D'après le texte sur Fadela M'Rabet, contre quoi prend-elle position dans les émissions qu'elle anime à la Radio-Télévision algérienne ?

## Texte extrait
========================

L'écrivain Fadela M’Rabet et la génération Algérie post-indépendance
On ne fait pas taire facilement Fadela M'Rabet.
Invitée à Alger en décembre 2011, cette intellectuelle algérienne exilée en France sidère la salle par son audace : l'écrivain critique de façon véhémente le régime, fustigeant la "caste" au pouvoir et les "nouveaux pilleurs de l'Algérie". C'est sa façon toute personnelle de rendre hommage à Frantz Fanon, l'auteur des Damnés de la terre (Maspero, 1961), l'un des fondateurs du tiers-mondisme, dont on commémore le cinquantenaire de la mort. "Je me suis dit qu'il aurait été fier de moi, dit-elle dans un sourire, il a été tellement important. Il disait exactement ce que nous avions l'impression de vivre, nous les colonisés."
Génération Fanon ? En 1962, Fadela M'Rabet a moins de 30 ans quand elle rejoint l'Algérie indépendante, après ses études à Strasbourg. La lectrice de Peau noire, masques blancs (Seuil, 1952) trouve un pays en plein bouillonnement intellectuel. Partout, à l'université, à la cinémathèque, on débat, on réfléchit, on réinvente l'internationalisme. La parole semble libre. "La capitale algérienne était devenue le foyer intellectuel de la contestation révolutionnaire internationale", écrit, en 2005, l'historien René Gallissot. Alger est de fait un point de rencontre pour les dirigeants des mouvements de libération, d'Afrique et d'ailleurs. Malcolm X y séjourne en 1964. Un an plus tard, Ernesto "Che" Guevara y fait escale, avant d'aller au contact des maquis du Congo.
Parce que tout semble alors possible, Fadela M'Rabet prend position contre les mariages forcés dans les émissions qu'elle anime à la Radio-Télévision algérienne. Elle devient rapidement une figure du féminisme algérien. Son audience est immense, l'émission un symbole de la liberté d'expression du jeune pays.
En France, l'heure n'est pas à la fête. Ni à l'effervescence. En quelques mois, le souvenir de ce qui est encore qualifié d'"événements" disparaît de l'horizon politique. Un effacement d'autant plus frappant que la guerre a déclenché une insurrection des consciences chez les jeunes clercs. Dès 1955, le massacre de civils et le déchaînement des représailles soulèvent une première vague d'opposants, principalement des catholiques, comme l'historien Henri-Irénée Marrou, le latiniste André Mandouze ou l'écrivain François Mauriac. Puis un second groupe se forme autour du comité Audin, du nom de ce jeune mathématicien communiste disparu après son arrestation ; on y trouve les historiens Pierre Vidal-Naquet et Madeleine Rebérioux, le mathématicien Laurent Schwartz, ou encore Jérôme Lindon qui anime les Editions de Minuit. Jean-Paul Sartre comme Raymond Aron, par-delà leurs divergences, prennent position pour l'indépendance.
Plus large encore est le cercle des jeunes gens concernés au début des années 1960 par cette expérience amère : l'armée française, l'armée de la République, organise la répression collective, torture et enferme la population dans des camps. "La guerre d'Algérie a fait éclater les contradictions entre les valeurs humanistes et les enlisements coloniaux", explique l'historien Claude Liauzudans La Guerre d'Algérie et les Intellectuels français (Complexe, 1991).

========================

## Données sources

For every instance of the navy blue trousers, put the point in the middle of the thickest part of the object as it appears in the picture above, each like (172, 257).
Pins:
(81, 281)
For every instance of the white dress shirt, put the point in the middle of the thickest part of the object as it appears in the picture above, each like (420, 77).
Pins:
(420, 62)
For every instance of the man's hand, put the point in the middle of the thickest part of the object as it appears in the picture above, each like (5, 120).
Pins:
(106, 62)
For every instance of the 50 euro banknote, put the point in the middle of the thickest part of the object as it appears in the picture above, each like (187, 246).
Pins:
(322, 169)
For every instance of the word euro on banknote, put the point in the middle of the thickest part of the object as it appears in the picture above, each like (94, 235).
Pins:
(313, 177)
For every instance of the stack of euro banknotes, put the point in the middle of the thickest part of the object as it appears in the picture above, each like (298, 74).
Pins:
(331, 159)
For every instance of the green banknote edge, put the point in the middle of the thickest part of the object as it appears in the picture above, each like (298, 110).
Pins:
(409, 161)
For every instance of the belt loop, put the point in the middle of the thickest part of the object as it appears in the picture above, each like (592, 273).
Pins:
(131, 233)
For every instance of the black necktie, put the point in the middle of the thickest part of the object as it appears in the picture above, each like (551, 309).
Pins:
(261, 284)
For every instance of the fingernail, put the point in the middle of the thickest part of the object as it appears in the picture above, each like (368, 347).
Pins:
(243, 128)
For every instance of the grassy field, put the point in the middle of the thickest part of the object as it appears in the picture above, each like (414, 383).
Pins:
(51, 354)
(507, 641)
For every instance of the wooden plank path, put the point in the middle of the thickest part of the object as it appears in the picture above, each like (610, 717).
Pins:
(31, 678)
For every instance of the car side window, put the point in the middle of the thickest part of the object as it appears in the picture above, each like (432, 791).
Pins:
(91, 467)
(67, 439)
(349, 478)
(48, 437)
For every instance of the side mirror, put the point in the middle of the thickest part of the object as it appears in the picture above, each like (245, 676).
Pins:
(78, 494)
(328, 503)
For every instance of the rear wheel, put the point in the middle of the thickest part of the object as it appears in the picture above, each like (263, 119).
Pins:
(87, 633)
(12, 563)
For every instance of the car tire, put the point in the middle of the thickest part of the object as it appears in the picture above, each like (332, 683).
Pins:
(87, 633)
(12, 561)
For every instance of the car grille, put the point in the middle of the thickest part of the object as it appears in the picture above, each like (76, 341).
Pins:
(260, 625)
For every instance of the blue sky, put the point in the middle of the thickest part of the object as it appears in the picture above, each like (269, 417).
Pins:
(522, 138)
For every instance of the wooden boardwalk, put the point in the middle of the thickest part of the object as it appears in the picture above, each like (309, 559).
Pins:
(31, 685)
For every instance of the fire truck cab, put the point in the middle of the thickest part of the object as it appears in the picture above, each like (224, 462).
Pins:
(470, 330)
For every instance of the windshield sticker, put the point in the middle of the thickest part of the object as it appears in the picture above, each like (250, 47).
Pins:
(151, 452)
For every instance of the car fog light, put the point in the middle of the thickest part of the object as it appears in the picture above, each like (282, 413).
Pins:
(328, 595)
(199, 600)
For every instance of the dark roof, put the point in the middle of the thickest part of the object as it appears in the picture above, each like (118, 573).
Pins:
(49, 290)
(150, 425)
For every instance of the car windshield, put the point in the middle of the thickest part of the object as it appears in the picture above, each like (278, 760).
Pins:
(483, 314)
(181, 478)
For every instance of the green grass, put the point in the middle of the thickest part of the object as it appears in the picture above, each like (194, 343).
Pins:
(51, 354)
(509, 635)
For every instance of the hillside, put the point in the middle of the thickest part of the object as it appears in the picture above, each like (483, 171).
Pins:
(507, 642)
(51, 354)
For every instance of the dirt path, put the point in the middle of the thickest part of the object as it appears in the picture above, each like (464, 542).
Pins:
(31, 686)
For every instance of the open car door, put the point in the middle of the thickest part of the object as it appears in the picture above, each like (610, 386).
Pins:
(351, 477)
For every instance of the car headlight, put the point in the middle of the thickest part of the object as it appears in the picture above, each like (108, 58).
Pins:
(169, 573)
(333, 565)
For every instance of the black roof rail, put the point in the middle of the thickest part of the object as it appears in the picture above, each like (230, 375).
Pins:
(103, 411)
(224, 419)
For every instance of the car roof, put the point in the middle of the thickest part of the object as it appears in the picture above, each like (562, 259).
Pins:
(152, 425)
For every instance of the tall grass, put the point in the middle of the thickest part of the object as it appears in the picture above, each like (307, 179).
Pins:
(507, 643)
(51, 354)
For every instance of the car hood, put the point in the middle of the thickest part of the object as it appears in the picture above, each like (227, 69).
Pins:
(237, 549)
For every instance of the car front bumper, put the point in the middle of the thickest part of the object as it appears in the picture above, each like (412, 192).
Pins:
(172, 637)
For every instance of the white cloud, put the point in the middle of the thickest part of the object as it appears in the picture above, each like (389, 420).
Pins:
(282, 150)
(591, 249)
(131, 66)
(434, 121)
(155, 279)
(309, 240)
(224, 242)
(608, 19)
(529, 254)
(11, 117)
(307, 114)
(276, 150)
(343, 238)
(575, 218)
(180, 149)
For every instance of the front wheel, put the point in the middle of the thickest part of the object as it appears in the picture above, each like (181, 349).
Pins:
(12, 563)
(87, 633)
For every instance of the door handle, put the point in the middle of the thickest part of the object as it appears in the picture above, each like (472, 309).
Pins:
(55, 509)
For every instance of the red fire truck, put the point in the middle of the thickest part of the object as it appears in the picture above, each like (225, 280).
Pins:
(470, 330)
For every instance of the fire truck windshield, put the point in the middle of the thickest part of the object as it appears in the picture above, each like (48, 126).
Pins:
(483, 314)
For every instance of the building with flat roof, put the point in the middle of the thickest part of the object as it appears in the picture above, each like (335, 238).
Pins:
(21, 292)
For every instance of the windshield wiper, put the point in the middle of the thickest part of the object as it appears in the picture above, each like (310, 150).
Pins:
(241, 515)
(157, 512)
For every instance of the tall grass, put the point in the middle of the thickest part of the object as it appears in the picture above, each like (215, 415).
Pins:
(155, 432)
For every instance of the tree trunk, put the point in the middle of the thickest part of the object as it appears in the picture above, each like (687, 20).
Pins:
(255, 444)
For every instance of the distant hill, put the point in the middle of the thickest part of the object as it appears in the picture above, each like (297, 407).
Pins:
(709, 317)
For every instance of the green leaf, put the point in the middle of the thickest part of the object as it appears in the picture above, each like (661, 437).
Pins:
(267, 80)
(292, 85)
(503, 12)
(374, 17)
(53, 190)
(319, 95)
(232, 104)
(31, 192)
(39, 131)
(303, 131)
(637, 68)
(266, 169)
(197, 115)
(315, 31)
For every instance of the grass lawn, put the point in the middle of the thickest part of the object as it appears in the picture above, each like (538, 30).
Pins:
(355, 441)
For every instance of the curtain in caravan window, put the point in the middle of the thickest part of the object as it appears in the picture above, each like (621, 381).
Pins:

========================

## Résultat attendu
Contre les mariages forcés.